### What to produce
Give again, exactly as written, each line of the material below starting at the line that contains "indicate the player's leg, one" and ending at the line that contains "indicate the blurred". Both ends count, and no other line does.

◆ ◆ ◆ ◆ ◆ ◆ ◆

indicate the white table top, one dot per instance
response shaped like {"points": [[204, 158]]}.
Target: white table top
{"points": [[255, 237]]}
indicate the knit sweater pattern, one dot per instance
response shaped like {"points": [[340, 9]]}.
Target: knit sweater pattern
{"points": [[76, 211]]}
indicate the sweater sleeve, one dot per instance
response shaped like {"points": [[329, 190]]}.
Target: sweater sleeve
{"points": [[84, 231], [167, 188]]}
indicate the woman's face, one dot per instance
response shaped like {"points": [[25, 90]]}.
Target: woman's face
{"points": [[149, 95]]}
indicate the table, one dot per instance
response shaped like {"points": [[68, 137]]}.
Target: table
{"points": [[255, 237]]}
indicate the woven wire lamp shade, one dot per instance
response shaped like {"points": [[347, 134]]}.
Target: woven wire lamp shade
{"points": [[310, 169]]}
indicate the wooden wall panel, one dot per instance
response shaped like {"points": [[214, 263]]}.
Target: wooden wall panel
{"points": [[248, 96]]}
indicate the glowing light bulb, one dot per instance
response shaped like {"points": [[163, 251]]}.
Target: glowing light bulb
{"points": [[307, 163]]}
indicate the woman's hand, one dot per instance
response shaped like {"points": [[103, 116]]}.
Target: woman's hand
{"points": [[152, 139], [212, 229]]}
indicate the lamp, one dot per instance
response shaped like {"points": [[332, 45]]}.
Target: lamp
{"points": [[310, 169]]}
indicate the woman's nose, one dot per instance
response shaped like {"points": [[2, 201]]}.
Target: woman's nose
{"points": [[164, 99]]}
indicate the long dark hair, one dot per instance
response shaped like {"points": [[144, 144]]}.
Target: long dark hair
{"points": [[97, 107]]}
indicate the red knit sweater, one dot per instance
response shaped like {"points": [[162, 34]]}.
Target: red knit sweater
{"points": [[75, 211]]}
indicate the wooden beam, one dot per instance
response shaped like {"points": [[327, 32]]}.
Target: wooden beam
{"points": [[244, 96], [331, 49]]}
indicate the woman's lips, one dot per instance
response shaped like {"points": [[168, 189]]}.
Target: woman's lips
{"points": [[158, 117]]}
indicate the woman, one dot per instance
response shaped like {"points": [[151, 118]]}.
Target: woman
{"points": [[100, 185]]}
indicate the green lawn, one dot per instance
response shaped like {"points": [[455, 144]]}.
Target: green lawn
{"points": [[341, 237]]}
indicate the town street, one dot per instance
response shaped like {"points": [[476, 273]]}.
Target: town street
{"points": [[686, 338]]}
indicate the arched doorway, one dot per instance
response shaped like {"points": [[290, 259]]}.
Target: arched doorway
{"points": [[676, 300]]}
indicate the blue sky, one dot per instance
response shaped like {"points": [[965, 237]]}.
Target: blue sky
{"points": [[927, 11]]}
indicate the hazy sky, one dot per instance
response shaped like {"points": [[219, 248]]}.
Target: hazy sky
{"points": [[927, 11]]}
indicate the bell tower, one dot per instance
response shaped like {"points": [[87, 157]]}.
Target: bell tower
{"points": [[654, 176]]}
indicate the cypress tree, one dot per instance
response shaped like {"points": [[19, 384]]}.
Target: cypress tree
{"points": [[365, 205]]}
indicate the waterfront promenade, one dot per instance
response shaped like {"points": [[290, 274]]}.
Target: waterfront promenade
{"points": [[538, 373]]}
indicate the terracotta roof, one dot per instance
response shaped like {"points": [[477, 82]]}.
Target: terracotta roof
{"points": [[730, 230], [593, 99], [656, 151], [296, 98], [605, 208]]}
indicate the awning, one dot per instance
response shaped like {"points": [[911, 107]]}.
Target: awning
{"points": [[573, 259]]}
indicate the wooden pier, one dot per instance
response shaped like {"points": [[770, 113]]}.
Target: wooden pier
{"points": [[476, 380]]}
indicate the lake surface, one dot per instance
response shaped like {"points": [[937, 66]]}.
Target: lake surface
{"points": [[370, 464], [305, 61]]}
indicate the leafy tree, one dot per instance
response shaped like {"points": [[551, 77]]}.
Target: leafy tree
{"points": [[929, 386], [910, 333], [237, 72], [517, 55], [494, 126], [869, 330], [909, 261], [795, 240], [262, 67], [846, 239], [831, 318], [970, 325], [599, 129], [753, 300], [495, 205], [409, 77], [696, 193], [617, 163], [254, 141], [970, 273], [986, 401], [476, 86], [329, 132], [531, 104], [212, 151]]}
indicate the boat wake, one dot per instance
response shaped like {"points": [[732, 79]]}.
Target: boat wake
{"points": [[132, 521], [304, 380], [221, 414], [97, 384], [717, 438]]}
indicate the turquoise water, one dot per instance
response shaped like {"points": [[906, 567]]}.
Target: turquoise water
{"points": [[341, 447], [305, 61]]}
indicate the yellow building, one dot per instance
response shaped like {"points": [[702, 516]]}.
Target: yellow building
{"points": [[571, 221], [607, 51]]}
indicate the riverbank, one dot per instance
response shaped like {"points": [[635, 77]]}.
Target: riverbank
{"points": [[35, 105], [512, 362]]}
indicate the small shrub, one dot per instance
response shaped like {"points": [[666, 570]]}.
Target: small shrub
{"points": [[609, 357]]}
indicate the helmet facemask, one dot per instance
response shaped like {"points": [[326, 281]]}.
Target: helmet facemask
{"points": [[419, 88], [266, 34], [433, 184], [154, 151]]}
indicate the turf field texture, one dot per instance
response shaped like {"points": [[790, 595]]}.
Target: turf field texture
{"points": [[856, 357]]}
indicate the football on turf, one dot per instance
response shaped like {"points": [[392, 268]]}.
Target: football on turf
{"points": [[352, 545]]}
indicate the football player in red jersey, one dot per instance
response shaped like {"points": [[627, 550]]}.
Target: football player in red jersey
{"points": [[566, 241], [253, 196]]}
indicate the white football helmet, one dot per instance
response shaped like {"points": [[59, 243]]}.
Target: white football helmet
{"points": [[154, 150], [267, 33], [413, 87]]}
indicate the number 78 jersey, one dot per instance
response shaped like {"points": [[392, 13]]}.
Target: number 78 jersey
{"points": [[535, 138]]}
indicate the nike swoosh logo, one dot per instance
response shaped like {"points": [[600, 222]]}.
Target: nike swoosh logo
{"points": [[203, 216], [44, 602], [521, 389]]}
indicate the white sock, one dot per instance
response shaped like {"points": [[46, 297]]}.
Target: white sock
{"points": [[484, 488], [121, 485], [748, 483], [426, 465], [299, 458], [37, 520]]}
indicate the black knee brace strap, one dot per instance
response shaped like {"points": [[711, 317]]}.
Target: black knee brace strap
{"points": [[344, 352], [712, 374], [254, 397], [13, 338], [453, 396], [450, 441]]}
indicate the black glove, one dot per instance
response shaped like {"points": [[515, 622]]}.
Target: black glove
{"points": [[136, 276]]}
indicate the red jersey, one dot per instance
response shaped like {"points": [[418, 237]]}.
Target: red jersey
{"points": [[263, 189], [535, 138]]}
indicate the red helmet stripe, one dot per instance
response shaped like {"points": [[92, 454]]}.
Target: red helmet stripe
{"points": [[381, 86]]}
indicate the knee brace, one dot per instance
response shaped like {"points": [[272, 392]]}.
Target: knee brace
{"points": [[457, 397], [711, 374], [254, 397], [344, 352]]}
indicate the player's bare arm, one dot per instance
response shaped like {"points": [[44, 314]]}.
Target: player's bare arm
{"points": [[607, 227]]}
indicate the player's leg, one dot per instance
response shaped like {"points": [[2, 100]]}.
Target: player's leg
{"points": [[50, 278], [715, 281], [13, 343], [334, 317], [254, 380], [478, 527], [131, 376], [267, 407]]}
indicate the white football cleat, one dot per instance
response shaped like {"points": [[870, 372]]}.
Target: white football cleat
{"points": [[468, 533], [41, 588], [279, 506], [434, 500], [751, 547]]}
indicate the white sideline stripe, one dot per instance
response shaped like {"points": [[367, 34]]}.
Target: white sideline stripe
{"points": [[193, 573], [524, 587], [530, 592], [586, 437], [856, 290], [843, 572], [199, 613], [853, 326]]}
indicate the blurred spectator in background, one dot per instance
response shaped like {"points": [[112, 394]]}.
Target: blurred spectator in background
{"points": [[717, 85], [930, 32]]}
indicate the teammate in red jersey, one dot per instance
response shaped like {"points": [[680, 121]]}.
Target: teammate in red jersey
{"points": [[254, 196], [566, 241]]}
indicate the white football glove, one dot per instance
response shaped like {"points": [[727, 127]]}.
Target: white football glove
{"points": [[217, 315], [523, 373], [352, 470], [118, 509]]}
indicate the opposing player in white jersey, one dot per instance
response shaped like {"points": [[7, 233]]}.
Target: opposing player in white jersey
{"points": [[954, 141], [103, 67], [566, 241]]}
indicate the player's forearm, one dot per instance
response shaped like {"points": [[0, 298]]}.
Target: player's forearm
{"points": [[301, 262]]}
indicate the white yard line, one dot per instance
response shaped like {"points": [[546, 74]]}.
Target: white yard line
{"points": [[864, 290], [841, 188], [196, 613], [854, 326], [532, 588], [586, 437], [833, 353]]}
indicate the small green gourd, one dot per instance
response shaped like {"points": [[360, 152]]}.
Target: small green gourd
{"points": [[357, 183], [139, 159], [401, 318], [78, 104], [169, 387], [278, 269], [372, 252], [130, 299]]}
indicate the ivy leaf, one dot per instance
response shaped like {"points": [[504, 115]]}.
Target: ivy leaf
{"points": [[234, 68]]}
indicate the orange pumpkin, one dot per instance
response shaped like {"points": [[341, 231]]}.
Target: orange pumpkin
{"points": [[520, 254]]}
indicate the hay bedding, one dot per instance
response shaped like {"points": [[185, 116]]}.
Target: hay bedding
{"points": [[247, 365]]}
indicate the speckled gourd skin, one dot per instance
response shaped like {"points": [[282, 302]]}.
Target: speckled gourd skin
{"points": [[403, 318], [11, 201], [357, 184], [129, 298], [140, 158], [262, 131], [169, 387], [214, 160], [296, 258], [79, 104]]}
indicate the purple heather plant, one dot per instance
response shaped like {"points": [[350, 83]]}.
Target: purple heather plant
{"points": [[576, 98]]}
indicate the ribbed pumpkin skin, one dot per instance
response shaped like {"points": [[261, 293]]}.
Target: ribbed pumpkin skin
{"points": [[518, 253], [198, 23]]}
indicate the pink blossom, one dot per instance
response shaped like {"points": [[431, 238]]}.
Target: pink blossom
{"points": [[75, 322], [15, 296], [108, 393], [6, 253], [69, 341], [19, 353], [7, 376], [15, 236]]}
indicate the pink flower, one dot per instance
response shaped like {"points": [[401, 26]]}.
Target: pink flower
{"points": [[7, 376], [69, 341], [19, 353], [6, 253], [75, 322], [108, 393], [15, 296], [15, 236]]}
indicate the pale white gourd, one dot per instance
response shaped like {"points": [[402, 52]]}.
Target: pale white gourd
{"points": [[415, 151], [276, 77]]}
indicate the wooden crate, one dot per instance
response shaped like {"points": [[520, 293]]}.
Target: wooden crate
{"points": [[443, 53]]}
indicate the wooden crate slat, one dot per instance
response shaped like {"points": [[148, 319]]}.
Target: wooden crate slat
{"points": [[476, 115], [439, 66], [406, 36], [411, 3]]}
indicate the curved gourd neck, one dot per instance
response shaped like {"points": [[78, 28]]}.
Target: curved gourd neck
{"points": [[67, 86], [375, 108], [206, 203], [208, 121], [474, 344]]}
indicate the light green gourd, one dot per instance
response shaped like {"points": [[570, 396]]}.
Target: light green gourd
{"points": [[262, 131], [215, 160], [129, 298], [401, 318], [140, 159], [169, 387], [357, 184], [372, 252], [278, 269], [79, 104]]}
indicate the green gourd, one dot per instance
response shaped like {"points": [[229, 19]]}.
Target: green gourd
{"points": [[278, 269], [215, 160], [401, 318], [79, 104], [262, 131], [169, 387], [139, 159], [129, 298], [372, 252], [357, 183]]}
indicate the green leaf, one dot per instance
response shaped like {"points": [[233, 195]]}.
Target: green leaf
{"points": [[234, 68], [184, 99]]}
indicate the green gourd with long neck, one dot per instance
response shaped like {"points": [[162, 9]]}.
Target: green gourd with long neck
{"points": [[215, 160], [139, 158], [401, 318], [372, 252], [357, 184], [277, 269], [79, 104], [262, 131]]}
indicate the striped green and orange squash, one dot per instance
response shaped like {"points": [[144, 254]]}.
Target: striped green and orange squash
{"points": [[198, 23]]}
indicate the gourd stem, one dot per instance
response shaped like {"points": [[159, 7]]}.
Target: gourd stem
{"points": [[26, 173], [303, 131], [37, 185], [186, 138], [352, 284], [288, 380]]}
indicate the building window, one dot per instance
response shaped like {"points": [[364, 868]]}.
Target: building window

◆ ◆ ◆ ◆ ◆ ◆ ◆

### Reply
indicate the player's leg, one dot per instance
response shaped like {"points": [[2, 100]]}.
Target: player's leg
{"points": [[50, 278], [715, 281], [13, 343], [334, 317], [254, 380], [478, 527], [131, 376], [267, 407]]}
indicate the white football cleat, one dot per instance
response shaped like {"points": [[870, 372]]}.
Target: white football cleat
{"points": [[468, 533], [41, 588], [279, 506], [434, 500], [751, 547]]}
indicate the white sideline stripe, one dot per instance
response shaped like {"points": [[367, 34]]}.
Target: white sideline stripe
{"points": [[193, 573], [524, 587], [530, 592], [586, 437], [856, 290], [843, 572], [199, 613], [853, 326]]}
indicate the blurred spectator in background, one dot per instance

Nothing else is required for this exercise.